*** Opening Recorded data ***

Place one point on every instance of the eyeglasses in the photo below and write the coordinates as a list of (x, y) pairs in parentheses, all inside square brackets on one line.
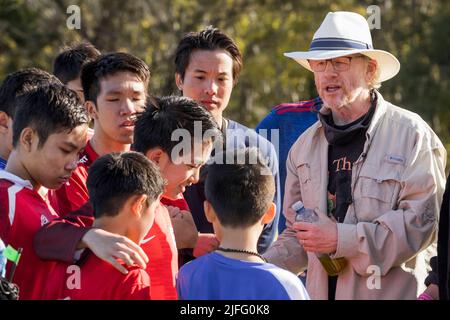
[(339, 64)]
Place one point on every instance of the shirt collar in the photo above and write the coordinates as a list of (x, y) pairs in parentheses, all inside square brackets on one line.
[(15, 179)]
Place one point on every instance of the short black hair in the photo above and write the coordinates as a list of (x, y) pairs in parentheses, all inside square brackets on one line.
[(110, 64), (162, 116), (20, 81), (48, 109), (115, 177), (239, 192), (208, 39), (67, 65)]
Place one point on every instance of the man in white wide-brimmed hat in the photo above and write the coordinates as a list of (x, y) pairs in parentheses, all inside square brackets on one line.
[(373, 172)]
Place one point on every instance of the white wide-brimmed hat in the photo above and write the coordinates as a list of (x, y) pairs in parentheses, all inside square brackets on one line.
[(344, 33)]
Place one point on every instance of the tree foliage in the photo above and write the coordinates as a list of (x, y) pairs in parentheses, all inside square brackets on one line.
[(416, 31)]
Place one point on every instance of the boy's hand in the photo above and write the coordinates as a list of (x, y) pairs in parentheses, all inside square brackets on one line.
[(110, 247), (320, 236), (206, 243), (186, 233)]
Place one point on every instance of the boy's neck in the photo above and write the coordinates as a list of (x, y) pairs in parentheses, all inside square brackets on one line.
[(240, 239), (115, 225), (4, 152), (102, 145), (16, 167)]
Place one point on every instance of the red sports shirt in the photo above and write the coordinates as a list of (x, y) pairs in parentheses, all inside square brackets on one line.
[(100, 281), (59, 239), (22, 213)]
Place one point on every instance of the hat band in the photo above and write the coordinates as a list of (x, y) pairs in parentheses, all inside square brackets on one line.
[(338, 44)]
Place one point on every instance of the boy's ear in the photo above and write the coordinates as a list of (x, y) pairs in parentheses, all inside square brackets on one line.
[(3, 122), (27, 137), (179, 81), (270, 214), (91, 108), (209, 211), (138, 204), (155, 155)]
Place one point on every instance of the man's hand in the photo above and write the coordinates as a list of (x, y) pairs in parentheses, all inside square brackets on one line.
[(184, 228), (431, 292), (320, 236), (206, 243), (110, 247)]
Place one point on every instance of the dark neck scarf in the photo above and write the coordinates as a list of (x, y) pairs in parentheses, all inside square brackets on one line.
[(340, 135)]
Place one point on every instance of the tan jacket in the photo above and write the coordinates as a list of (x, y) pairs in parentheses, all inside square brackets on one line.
[(390, 228)]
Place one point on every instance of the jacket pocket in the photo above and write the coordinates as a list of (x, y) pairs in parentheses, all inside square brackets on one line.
[(306, 183), (377, 191)]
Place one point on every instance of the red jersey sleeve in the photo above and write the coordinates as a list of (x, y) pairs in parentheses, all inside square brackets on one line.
[(59, 239), (136, 286)]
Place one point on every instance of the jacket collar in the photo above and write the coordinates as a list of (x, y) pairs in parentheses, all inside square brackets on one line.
[(380, 110)]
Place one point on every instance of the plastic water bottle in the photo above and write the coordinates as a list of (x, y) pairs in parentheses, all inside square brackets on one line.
[(2, 259), (332, 266), (303, 214)]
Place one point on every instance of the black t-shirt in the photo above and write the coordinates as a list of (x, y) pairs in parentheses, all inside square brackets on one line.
[(346, 143)]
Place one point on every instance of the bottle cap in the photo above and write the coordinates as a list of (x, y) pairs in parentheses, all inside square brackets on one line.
[(298, 206)]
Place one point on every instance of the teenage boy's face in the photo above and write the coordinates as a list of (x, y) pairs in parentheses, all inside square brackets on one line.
[(208, 80), (6, 129), (75, 85), (184, 171), (52, 164), (121, 96)]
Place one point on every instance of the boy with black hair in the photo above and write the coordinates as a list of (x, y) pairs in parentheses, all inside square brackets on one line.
[(207, 67), (15, 84), (50, 127), (124, 190), (152, 137), (115, 88), (238, 204), (69, 62)]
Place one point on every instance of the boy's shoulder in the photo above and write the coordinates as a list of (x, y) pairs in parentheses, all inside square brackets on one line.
[(114, 284)]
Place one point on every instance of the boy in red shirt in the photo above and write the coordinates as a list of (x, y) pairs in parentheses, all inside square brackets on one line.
[(115, 88), (153, 137), (50, 127), (69, 62), (14, 85), (124, 190)]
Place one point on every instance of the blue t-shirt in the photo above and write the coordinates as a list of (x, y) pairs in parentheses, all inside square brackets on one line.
[(216, 277), (291, 119), (239, 136), (2, 164)]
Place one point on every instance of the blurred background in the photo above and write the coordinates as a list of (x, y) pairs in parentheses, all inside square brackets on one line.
[(417, 32)]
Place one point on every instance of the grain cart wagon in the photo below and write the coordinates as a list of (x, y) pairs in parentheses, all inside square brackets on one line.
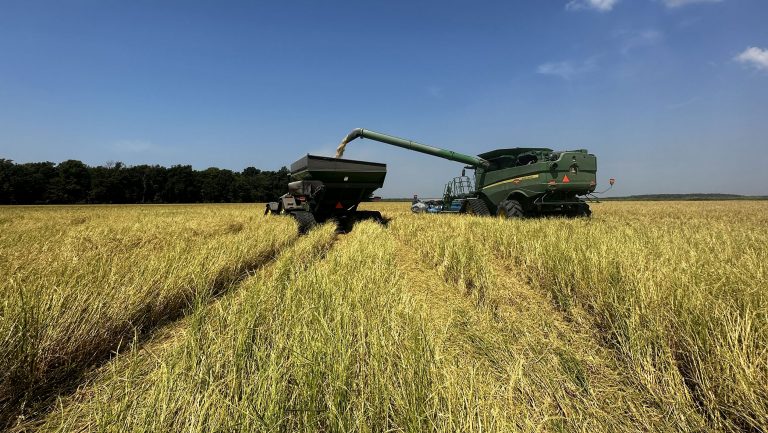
[(324, 188), (510, 183)]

*** Closing Recorded data ***

Your assignment ▸
Copy every line above exactly; images stay out.

Solution ▸
Place one point on every instance of the eyeglasses in the photo below and write the coordinates as a list of (x, y) pairs in parentheses, all inside square brackets on one line.
[(339, 64)]
Place one point on every instance of the shirt collar in the photo above and write the coordinates as a list of (x, y) pairs in parentheses, all inside square brackets on one line.
[(15, 179)]
Place one point on every instance of the short black hair in the photo above and write the coordinates as a list of (x, y) pairs in parentheses, all inside square brackets on one line.
[(110, 64), (162, 116), (20, 81), (48, 109), (115, 177), (239, 192), (208, 39), (67, 65)]
Place one point on every instance of the man in white wide-brimmed hat in the photo above and write the coordinates as a list of (x, y) pairs in parentheses, all inside square brackets on one line.
[(373, 172)]
Place one point on every instance of the white wide-brimmed hat in the photo above and write the coordinates as a list of (x, y) pairs in parentheses, all inside square brackets on one line.
[(344, 33)]
Place one point on every instance of the tree foliage in the photo above and write the coordinates as a list of (x, y) pairs in parentheses, all inside square brackets on one line.
[(416, 31)]
Place one point on every instance of the boy's hand in the photo above and write the coordinates as a list of (x, y) pairs in parentheses, all inside square brackets on one line.
[(110, 247), (320, 236), (206, 243), (186, 233)]
Place one point on every instance of the boy's neck in the photo above and write the coordinates as a list of (x, y) pairs in parentheses, all inside square brackets on one line.
[(240, 239), (115, 225), (4, 152), (102, 145), (16, 167)]
Place one point on every instance of the red sports shirt in the photo above and write the coordinates as a list of (x, y) pairs in parentheses, all inside square brackets on one line.
[(100, 281), (59, 239), (22, 213)]
Place one point on every instance of the hat band in the photo above and write the coordinates as a list of (x, y) pairs in parentheses, all inside square brackets on one line.
[(338, 44)]
Place one point on every instance of the boy's ear in the photo above and write the coordinates as a list of (x, y) pairs in parentheses, all inside square brackets on one line.
[(3, 122), (27, 137), (179, 81), (270, 214), (91, 108), (209, 211), (138, 204), (155, 155)]
Place one point on every instance of the man's hand in the photo above and write the coordinates as a list of (x, y) pairs in parentheses, all inside square brackets on one line.
[(184, 228), (431, 292), (320, 236), (206, 243), (110, 247)]
Place one point on every instance of the dark neck scarf in the photo above and write the coordinates as a list of (x, y) pairs in parentheses, all inside square brackets on one line.
[(340, 135)]
Place one point on every instance of the tan jacket in the photo above and write the coordinates as a list of (x, y) pairs in parentheses, all inside square brackets on one line.
[(390, 228)]
Place one point on every instance of the jacket pocket in the photo above and write the coordinates as a list of (x, y) pairs in parentheses, all inside square brackets on one line.
[(306, 183), (377, 191)]
Place one point on every instance of the red jersey sleeve in the photo above and write the coordinates as a list of (x, y) pairs in parentheses, all inside square brackets on one line.
[(59, 239), (136, 286)]
Place one point on every instance of the jacket collar in the photo above and write the coordinates as a list of (x, y) pairs in parentheses, all inside square brackets on one line.
[(380, 110)]
Place one point on every instance of the plastic water bottle in the photo above and write the coordinates as a list of (x, y) pairs in parentheses, all inside square brackets on one line.
[(2, 259), (332, 266), (303, 214)]
Place one point on every instance of the black t-shirt in the photo above and write the coordinates as a list of (x, y) pairs in parentheses, all inside square brackets on one line.
[(346, 143)]
Place one point on every instance of the bottle cap in the photo above and write the coordinates as a list of (x, y) pairs in parentheses, all inside square brackets on one line.
[(298, 206)]
Place one point on every instance of the teenage boy's face in the photo above and write the coordinates as a list of (x, y) pairs in parentheses, all inside square brackets on one line.
[(208, 80), (6, 129), (75, 85), (184, 171), (52, 164), (121, 96)]
Place one point on every instance of the boy with black hair in the photo above and write the coordinates as a list of (x, y) pairs in parentheses, all inside square brackets on one line.
[(207, 67), (15, 84), (50, 127), (124, 190), (152, 137), (115, 88), (238, 204), (69, 62)]
Place one point on every instance of the boy's shoulder in the photo above and write the coordinates as a list of (x, y) pairs in parentheses, all inside square brackets on one line.
[(114, 284)]
Place one point on every instance of the boy in red shirt in the photo above and write the coordinates as a list of (x, y) pairs in parentheses, all inside square brackets on one line.
[(115, 88), (153, 137), (50, 127), (69, 62), (14, 85), (124, 190)]
Place one point on every instance of the blue t-shirt in the photo above and write the coordinates as a list of (x, y) pairs in parentheses, all inside square brackets on one line.
[(216, 277), (291, 119), (239, 136), (2, 164)]
Place one point on every instance of the blurred background in the photo above and write the coordinates as a list of (x, y) pairs in parentheses, all inside square brackets on one line.
[(417, 32)]
Place one point on every instance of the grain cart wagon in the photo below and write the coordinates as a list of (x, y) pairs in parentheses, all inside square brackets on one line.
[(324, 188), (510, 183)]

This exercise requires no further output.